# Task objective:
Your task is to output the listing exactly, leaving every image out.

----- The data

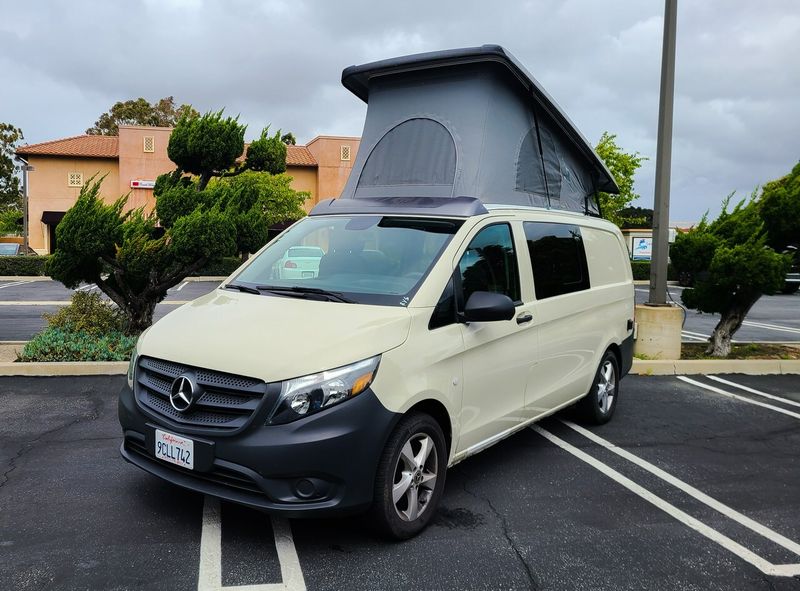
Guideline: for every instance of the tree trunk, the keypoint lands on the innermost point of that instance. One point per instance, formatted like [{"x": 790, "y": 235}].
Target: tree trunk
[
  {"x": 719, "y": 344},
  {"x": 140, "y": 314}
]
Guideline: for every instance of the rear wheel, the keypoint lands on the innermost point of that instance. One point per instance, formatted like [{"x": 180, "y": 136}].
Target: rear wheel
[
  {"x": 598, "y": 406},
  {"x": 410, "y": 477}
]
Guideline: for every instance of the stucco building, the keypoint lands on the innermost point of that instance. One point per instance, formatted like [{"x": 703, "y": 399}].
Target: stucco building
[{"x": 132, "y": 161}]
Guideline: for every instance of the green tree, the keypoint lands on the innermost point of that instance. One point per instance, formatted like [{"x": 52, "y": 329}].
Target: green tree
[
  {"x": 135, "y": 257},
  {"x": 206, "y": 146},
  {"x": 162, "y": 113},
  {"x": 10, "y": 195},
  {"x": 623, "y": 167},
  {"x": 732, "y": 266}
]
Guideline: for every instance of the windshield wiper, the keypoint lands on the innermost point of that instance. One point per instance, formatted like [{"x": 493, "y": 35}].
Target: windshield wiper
[
  {"x": 243, "y": 288},
  {"x": 331, "y": 295}
]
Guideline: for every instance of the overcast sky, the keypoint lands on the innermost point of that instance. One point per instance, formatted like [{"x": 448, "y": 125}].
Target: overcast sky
[{"x": 737, "y": 110}]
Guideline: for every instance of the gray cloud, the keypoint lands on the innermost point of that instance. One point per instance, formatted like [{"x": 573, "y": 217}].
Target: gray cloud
[{"x": 736, "y": 113}]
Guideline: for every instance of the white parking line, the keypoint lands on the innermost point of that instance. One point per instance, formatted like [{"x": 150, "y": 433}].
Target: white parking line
[
  {"x": 752, "y": 391},
  {"x": 768, "y": 326},
  {"x": 690, "y": 336},
  {"x": 760, "y": 529},
  {"x": 782, "y": 570},
  {"x": 14, "y": 284},
  {"x": 210, "y": 572},
  {"x": 737, "y": 397}
]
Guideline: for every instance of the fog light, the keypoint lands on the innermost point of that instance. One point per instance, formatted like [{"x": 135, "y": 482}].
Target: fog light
[{"x": 305, "y": 489}]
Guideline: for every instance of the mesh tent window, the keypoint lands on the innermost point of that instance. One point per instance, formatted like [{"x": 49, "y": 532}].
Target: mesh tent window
[{"x": 416, "y": 152}]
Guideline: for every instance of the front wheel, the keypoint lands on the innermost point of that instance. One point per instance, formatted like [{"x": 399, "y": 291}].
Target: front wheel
[
  {"x": 598, "y": 406},
  {"x": 410, "y": 477}
]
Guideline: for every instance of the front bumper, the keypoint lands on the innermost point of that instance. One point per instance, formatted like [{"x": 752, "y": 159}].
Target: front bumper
[{"x": 323, "y": 464}]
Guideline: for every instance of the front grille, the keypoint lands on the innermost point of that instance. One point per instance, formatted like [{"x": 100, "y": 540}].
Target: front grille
[{"x": 227, "y": 403}]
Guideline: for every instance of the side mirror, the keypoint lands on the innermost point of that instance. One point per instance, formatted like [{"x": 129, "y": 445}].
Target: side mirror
[{"x": 487, "y": 306}]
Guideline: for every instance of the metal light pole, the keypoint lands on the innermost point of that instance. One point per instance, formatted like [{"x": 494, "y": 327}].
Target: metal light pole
[
  {"x": 658, "y": 267},
  {"x": 26, "y": 168}
]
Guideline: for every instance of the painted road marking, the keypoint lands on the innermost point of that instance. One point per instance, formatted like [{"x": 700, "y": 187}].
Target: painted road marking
[
  {"x": 210, "y": 572},
  {"x": 14, "y": 284},
  {"x": 737, "y": 397},
  {"x": 768, "y": 326},
  {"x": 67, "y": 303},
  {"x": 728, "y": 512},
  {"x": 753, "y": 391},
  {"x": 781, "y": 570}
]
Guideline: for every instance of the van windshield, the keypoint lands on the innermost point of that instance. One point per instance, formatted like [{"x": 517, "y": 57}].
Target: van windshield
[{"x": 365, "y": 259}]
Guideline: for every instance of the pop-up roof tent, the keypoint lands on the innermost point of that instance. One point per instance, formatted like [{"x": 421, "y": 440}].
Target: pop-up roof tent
[{"x": 467, "y": 123}]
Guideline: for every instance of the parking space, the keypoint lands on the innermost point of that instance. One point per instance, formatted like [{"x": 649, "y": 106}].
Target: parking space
[
  {"x": 22, "y": 303},
  {"x": 772, "y": 319},
  {"x": 692, "y": 486}
]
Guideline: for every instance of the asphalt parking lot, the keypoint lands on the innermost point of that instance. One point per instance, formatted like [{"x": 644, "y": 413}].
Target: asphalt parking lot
[
  {"x": 695, "y": 484},
  {"x": 22, "y": 303}
]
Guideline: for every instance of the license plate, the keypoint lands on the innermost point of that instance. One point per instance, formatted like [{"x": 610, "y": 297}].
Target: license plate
[{"x": 175, "y": 449}]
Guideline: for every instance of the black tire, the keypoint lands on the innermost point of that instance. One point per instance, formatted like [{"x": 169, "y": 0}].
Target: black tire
[
  {"x": 598, "y": 406},
  {"x": 399, "y": 521}
]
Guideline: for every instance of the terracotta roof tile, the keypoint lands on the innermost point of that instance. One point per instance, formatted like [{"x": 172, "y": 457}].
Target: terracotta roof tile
[
  {"x": 87, "y": 146},
  {"x": 299, "y": 156}
]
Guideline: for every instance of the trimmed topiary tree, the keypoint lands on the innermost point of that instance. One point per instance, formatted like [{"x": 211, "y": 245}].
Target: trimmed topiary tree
[
  {"x": 134, "y": 257},
  {"x": 731, "y": 266}
]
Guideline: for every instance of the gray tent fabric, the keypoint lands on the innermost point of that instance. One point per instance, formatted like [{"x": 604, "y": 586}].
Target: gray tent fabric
[
  {"x": 469, "y": 122},
  {"x": 416, "y": 152}
]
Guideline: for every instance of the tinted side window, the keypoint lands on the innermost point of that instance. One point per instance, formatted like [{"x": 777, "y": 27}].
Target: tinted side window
[
  {"x": 490, "y": 264},
  {"x": 557, "y": 257}
]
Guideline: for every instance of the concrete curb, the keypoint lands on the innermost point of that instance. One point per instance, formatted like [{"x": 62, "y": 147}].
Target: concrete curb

----------

# Written response:
Guideline: for every instance of the tree trunk, the keypoint lands on the innermost point of that instance. One point per instance, formatted like [{"x": 790, "y": 235}].
Target: tree trunk
[
  {"x": 719, "y": 344},
  {"x": 140, "y": 314}
]
Guideline: for every instance of the rear wheel, the keypoint lands on the innermost point of that instance. One point per instance, formatted like [{"x": 180, "y": 136}].
Target: rear wheel
[
  {"x": 598, "y": 406},
  {"x": 410, "y": 477}
]
Guideline: for every instance of the stucco building, the keypoint lands on the innermost point of that instance. One point per instance, formatted like [{"x": 703, "y": 399}].
Target: stucco building
[{"x": 132, "y": 161}]
Guideline: for every instance of the green tree, the keypoint lands on the innermost point of that instance. One point per instance, formatted like [{"x": 52, "y": 329}].
Target: green tree
[
  {"x": 135, "y": 257},
  {"x": 206, "y": 146},
  {"x": 162, "y": 113},
  {"x": 10, "y": 195},
  {"x": 623, "y": 167},
  {"x": 732, "y": 266}
]
Guideline: for every instance of the windshield wiper, the keypoint lands on the innermost point of that instance. One point per instance, formatted like [{"x": 493, "y": 35}].
Target: windshield wiper
[
  {"x": 243, "y": 288},
  {"x": 331, "y": 295}
]
Guideline: for every instance of the overcast sky, the keypoint lands on the innermost point of that instance. One point per instance, formatted like [{"x": 448, "y": 125}].
Target: overcast sky
[{"x": 737, "y": 110}]
Guideline: for every instance of the gray cloud, the keypoint lands on the innermost point of that instance. One point per instance, formatted like [{"x": 573, "y": 217}].
Target: gray cloud
[{"x": 736, "y": 113}]
Guideline: for every instance of the white parking line, the keypoint lands on the innermost point of that instance. One point per instance, formatted like [{"x": 150, "y": 433}].
Target: white parking line
[
  {"x": 752, "y": 391},
  {"x": 768, "y": 326},
  {"x": 690, "y": 336},
  {"x": 760, "y": 529},
  {"x": 782, "y": 570},
  {"x": 14, "y": 284},
  {"x": 210, "y": 572},
  {"x": 737, "y": 397}
]
Guideline: for every instance of the fog light, the keypoint lands on the innermost point of that instance. One point per instance, formatted like [{"x": 135, "y": 482}].
Target: fog light
[{"x": 305, "y": 489}]
Guideline: for every instance of the mesh tent window, the keypoint lands on the innermost point of that instance. One point per instance, formatted like [{"x": 49, "y": 532}].
Target: mesh tent window
[{"x": 416, "y": 152}]
Guideline: for every instance of the front wheel, the keypoint lands on the innermost point of that instance. One point per instance, formatted like [{"x": 399, "y": 291}].
Target: front wheel
[
  {"x": 598, "y": 406},
  {"x": 410, "y": 477}
]
Guideline: for every instance of the front bumper, the keypoint lands on the innermost point of that instance. One point per instance, formatted like [{"x": 752, "y": 159}].
Target: front bumper
[{"x": 323, "y": 464}]
Guideline: for every instance of the front grille, the keypoint lands on the innermost point of that instance. One point per instance, formatted like [{"x": 100, "y": 540}].
Target: front grille
[{"x": 227, "y": 403}]
Guideline: for every instance of the side mirror, the keypoint lands on the innermost point of that instance. One point per instance, formatted like [{"x": 129, "y": 445}].
Target: side mirror
[{"x": 487, "y": 306}]
Guideline: for every instance of the metal light pole, the keypoint lands on the innermost point of that instance. One point per instance, formatted like [{"x": 494, "y": 327}].
Target: metal light pole
[
  {"x": 658, "y": 267},
  {"x": 26, "y": 168}
]
Guideline: for every instance of the painted road marking, the keypoint lands on the innermost point of that instance. One point per instance, formatted like [{"x": 700, "y": 187}].
Target: painted road marking
[
  {"x": 210, "y": 572},
  {"x": 14, "y": 284},
  {"x": 737, "y": 397},
  {"x": 768, "y": 326},
  {"x": 67, "y": 303},
  {"x": 728, "y": 512},
  {"x": 753, "y": 391},
  {"x": 781, "y": 570}
]
Guideline: for every instance of the van windshield, the keypoint lands on the innermost point of that instance. One point per instance, formatted like [{"x": 517, "y": 57}].
Target: van windshield
[{"x": 365, "y": 259}]
Guideline: for every instance of the pop-up roof tent, the keypoint lands on the innermost point of that instance. One point per instance, formatted like [{"x": 421, "y": 440}].
Target: pop-up roof tent
[{"x": 467, "y": 123}]
Guideline: for every instance of the parking space, the keypoint lands on the innermost point of that instance. One point per instance, formatted like [{"x": 649, "y": 106}].
Target: parking space
[
  {"x": 22, "y": 303},
  {"x": 772, "y": 319},
  {"x": 692, "y": 486}
]
Guideline: for every instance of the asphalt parking lot, the keypoint lands on the innermost point of that instance. One point per instance, formatted like [{"x": 644, "y": 413}].
Target: asphalt parking lot
[
  {"x": 695, "y": 484},
  {"x": 22, "y": 303}
]
Guideline: for every instance of the license plate, the keypoint lands on the innermost point of that instance. One point per instance, formatted like [{"x": 610, "y": 297}].
Target: license plate
[{"x": 175, "y": 449}]
Guideline: for every instance of the black tire, the keypoint lands on the innermost point of that instance. One point per instance, formatted like [{"x": 169, "y": 0}].
Target: black tire
[
  {"x": 598, "y": 406},
  {"x": 399, "y": 521}
]
Guideline: for every instance of the terracotta roof tile, the keypoint lands on the innermost point of that instance. One point per instance, formatted like [{"x": 172, "y": 457}].
Target: terracotta roof tile
[
  {"x": 87, "y": 146},
  {"x": 299, "y": 156}
]
Guideline: for every instance of the trimmed topiary tree, the keypoint lands on the innermost point of that instance. One point per instance, formatted like [{"x": 211, "y": 245}].
Target: trimmed topiary tree
[
  {"x": 134, "y": 257},
  {"x": 731, "y": 266}
]
Guideline: for every instance of the gray tent fabric, the keypoint lands on the innermost point of that instance. One point per instance, formatted like [{"x": 604, "y": 586}].
Target: gray tent fabric
[
  {"x": 469, "y": 122},
  {"x": 416, "y": 152}
]
Guideline: for every instance of the tinted side window, the keypoint lands on the innermost point of that instance. One point per instance, formatted like [{"x": 777, "y": 27}].
Target: tinted side window
[
  {"x": 490, "y": 264},
  {"x": 557, "y": 257}
]
Guideline: for every instance of the concrete curb, the keypoint lands on the innermost point of that instance. One point per instance, formatted like [{"x": 62, "y": 147}].
Target: concrete curb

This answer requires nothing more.